** Stated problem 1 **
In the Jack the Ripper discussion, what word did the man who threw the woman down call out?
** Stated problem 2 **
Carry on the Jack the Ripper discussion from its last sentence.

** Text extract **
She wasn't declared a ripper victim till september that same year.
--On what grounds was she added to the list?
interestingly, though she may be by ripperologists, a ruled out victim (which is perhaps why I suggest we ignore the authority of ripperologists on this, as common consensus on these matters is often established by vogue rather than evidence sometimes)
--Quite true, these things do ebb and flow in vogue tides.
...Israel Schwartz also supports the "more than one" theory...Schwartz is one of the few who very well may have seen the killer.
Here's his statement to the police....okay guilty of copy and paste here.
--No harm if you cite the source.
..but in an endevour to explore ground that often gets shaken off for no good reason, its worth it to show what history has to offer in support of your theory. I might add that a lot of papers (except the star) didn't chose to mention Israel Schwartz at the time. The fact that he was a_Hungarian immigrant and was described as a Jew would perhaps in some peoples minds be a suggested indication of why that might have been
--Yes, beneath notice.
This is his statement taken on the day of the murder of Lizzy Stride....September 30th.
12.45 a.m. 30th. Israel Schwartz of 22 Helen Street, Backchurch Lane, stated that at this hour, on turning into Berner Street from Commercial Street and having got as far as the gateway where the murder was committed, he saw a man stop and speak to a woman, who was standing in the gateway. The man tried to pull the woman into the street, but he turned her round and threw her down on the footway and the woman screamed three times, but not loudly. On crossing to the opposite side of the street, he saw a second man standing lighting his pipe. The man who threw the woman down called out, apparently to the man on the oppos- ite side of the road, 'Lipski', and then Schwartz walked away, but finding that he was followed by the second man, he ran so far as the railway arch, but the man did not follow so far.

** Records provided **

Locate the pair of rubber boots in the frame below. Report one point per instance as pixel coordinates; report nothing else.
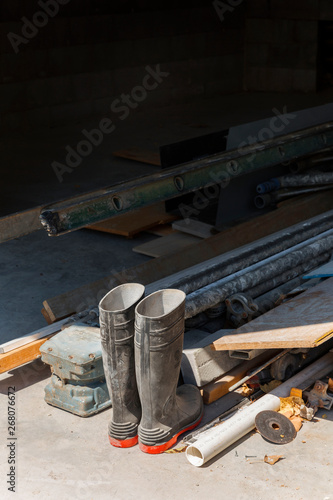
(142, 343)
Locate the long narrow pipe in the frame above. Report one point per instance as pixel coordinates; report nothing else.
(217, 439)
(268, 199)
(298, 180)
(198, 276)
(211, 295)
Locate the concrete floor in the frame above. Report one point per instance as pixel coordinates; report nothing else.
(64, 456)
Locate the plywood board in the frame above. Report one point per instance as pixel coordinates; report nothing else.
(143, 156)
(324, 271)
(166, 244)
(134, 222)
(305, 321)
(21, 355)
(220, 387)
(195, 228)
(29, 337)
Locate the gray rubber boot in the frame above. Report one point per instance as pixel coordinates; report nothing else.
(117, 310)
(167, 411)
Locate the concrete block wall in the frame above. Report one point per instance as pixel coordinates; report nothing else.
(92, 51)
(282, 44)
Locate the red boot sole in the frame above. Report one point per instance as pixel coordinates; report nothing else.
(154, 450)
(125, 443)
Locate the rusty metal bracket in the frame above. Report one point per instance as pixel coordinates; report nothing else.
(318, 396)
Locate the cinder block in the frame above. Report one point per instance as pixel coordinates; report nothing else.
(282, 31)
(305, 80)
(13, 96)
(297, 9)
(284, 56)
(326, 10)
(257, 79)
(256, 54)
(37, 93)
(39, 117)
(60, 90)
(259, 30)
(280, 79)
(257, 8)
(308, 56)
(102, 84)
(81, 84)
(306, 31)
(201, 365)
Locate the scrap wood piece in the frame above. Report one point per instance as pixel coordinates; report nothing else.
(305, 321)
(288, 213)
(272, 459)
(132, 223)
(30, 337)
(220, 387)
(165, 245)
(141, 155)
(21, 355)
(195, 228)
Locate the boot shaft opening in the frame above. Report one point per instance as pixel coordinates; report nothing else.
(160, 303)
(122, 297)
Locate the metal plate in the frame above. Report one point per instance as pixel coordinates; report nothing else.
(275, 427)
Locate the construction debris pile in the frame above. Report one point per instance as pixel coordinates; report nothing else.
(246, 311)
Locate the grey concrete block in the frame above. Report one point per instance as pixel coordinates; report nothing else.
(305, 9)
(326, 10)
(39, 117)
(308, 56)
(60, 90)
(305, 80)
(81, 86)
(284, 56)
(283, 31)
(102, 84)
(280, 79)
(259, 30)
(257, 78)
(13, 97)
(201, 365)
(306, 31)
(226, 85)
(256, 54)
(258, 8)
(37, 93)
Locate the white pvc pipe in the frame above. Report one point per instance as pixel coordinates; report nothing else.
(217, 439)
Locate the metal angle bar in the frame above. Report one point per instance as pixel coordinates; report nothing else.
(216, 169)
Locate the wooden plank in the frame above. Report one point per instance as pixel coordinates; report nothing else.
(29, 337)
(46, 316)
(305, 321)
(165, 245)
(19, 224)
(133, 223)
(21, 355)
(161, 230)
(325, 271)
(289, 212)
(220, 387)
(143, 156)
(195, 228)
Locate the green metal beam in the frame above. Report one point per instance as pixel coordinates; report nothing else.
(217, 169)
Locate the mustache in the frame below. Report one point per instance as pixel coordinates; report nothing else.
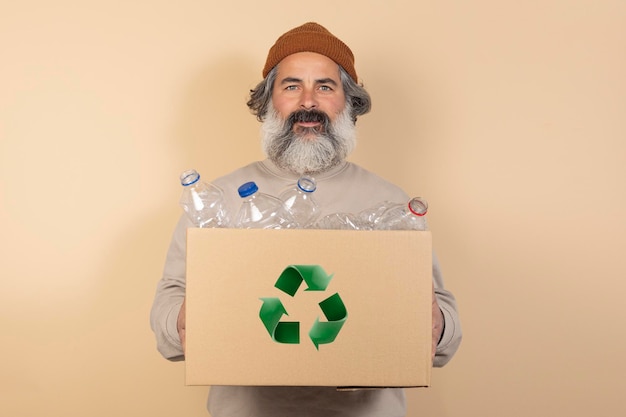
(307, 116)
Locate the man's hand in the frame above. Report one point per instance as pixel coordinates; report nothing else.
(180, 325)
(437, 325)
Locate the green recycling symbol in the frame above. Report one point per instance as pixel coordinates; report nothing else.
(289, 281)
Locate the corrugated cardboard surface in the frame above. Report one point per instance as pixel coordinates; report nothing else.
(384, 279)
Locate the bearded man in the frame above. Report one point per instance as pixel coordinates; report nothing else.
(308, 101)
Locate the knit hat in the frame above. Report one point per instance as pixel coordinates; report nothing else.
(311, 37)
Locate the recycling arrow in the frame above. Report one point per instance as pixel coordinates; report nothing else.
(336, 314)
(288, 282)
(283, 332)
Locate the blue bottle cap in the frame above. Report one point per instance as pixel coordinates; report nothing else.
(189, 177)
(307, 184)
(247, 189)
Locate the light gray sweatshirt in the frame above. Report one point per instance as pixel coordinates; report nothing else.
(346, 188)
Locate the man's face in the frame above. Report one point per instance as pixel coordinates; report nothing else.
(308, 81)
(308, 127)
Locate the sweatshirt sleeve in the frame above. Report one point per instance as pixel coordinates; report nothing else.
(169, 296)
(452, 335)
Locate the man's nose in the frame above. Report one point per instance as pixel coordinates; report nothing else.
(308, 100)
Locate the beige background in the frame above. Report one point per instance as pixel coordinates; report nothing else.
(507, 115)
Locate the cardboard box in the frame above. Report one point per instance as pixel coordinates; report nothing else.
(360, 317)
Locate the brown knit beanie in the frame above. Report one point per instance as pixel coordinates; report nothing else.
(311, 37)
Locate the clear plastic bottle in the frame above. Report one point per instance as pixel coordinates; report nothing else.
(407, 216)
(300, 202)
(261, 211)
(341, 221)
(203, 202)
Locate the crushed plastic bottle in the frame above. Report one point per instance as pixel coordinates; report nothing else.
(203, 202)
(341, 221)
(406, 216)
(300, 202)
(261, 211)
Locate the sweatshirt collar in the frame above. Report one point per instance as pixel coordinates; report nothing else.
(282, 173)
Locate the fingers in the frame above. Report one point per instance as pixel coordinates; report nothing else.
(437, 320)
(180, 324)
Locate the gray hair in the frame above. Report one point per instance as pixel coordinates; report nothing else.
(356, 95)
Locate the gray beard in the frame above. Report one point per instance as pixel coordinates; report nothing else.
(309, 151)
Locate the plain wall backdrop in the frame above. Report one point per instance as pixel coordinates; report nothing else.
(508, 116)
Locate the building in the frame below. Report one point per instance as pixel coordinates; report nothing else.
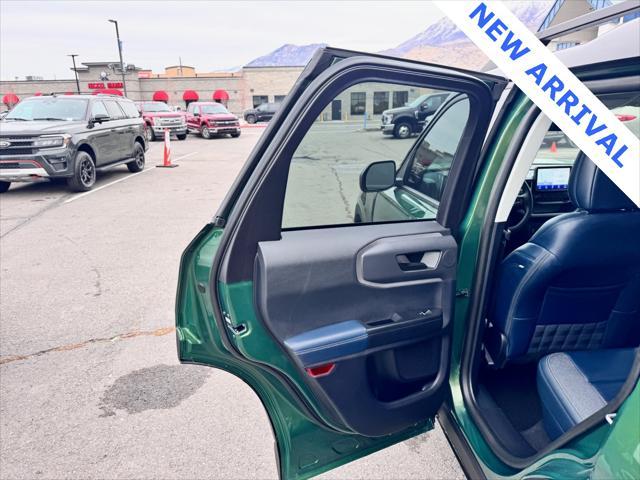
(245, 88)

** Exercise response 1 **
'Lipski'

** Exercise response 2 **
Schwartz cannot say whether the two men were together or known to each other. Upon being taken to the Mortuary Schwartz ident- ified the body as that of the woman he had seen. He thus describes the first man, who threw the woman down:- age, about 30; ht, 5 ft 5 in; comp., fair; hair, dark; small brown moustache, full face, broad shouldered; dress, dark jacket and trousers, black cap with peak, and nothing in his hands.
--Fits H. H. Holmes. LOL
Second man: age, 35; ht., 5 ft 11in; comp., fresh; hair, light brown; dress, dark overcoat, old black hard felt hat, wide brim; had a clay pipe in his hand.
--Sherlock Holmes, perhaps. // More seriously, Schwartz doesn't seem to know if the fellow who followed him was doing so inadvertently, or to some purpose.
If Schwartz is to be believed, and the police report of his statement casts no doubt on it, it follows ... that the man Schwartz saw and described is the more probable of the two to be the murderer.
--No. Masher, perhaps. He did not see a murder. He may have seen someone who later killed her, yes. But all he saw was an assault that could have ended right there. We don't know. As to the other man, if he were in cahoots with the attacker, why follow Schwartz, who was obviously fleeing and not wanting to get involved? If to stop him from speaking with a cop, he would have attacked, not followed.
--I'm not convinced this was a pack attack, nor that there was any connection between the men except in Schwartz's interpretation, but then again, it is provocative and should have been investigated more thoroughly if possible. Not sure how one would go about it, frankly.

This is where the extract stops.